-- Start DATA EXCERPTS --

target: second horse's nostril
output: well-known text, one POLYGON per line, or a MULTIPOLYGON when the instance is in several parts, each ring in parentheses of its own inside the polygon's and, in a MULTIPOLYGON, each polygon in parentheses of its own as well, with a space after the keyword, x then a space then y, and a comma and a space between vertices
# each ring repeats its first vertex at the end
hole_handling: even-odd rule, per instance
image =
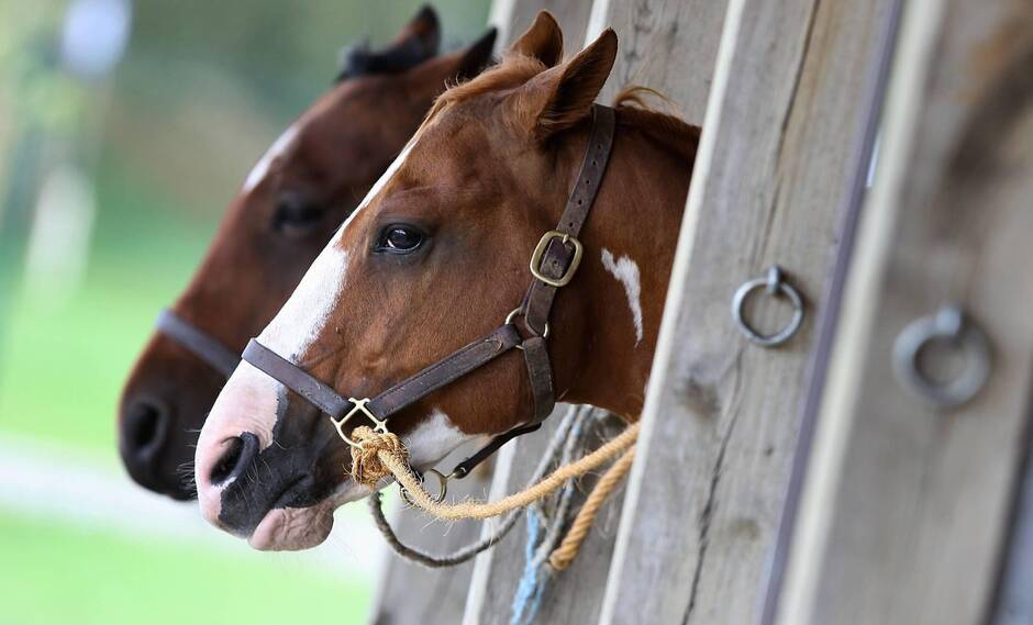
POLYGON ((127 448, 137 460, 148 460, 162 447, 168 426, 167 418, 167 411, 152 402, 138 401, 130 406, 125 415, 123 436, 127 448))
POLYGON ((222 486, 241 477, 258 456, 258 437, 251 432, 230 439, 230 445, 212 468, 213 486, 222 486))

-- End DATA EXCERPTS --

§ **DIRECTIONS**:
Render every line of the items above as a numbered list, omitting blank lines and leaving the pictures out.

§ **PROBLEM SOLUTION**:
1. target: second horse's nostril
2. output: well-known text, one POLYGON per line, or a MULTIPOLYGON when the instance is in several parts, each ring in parentheses of its own inside the polygon's and, in a MULTIPOLYGON, each polygon in parentheses of its own as well, with a space after the keyword, x then a space then y, and a comma and a space between vertices
3. # each ring repeats its first vertex at the end
4. hole_handling: even-odd rule, per instance
5. image =
6. POLYGON ((127 448, 137 460, 148 460, 162 447, 168 426, 167 418, 167 411, 152 402, 138 401, 130 406, 125 415, 123 436, 127 448))
7. POLYGON ((222 486, 241 477, 258 456, 258 437, 251 432, 230 439, 230 445, 212 468, 213 486, 222 486))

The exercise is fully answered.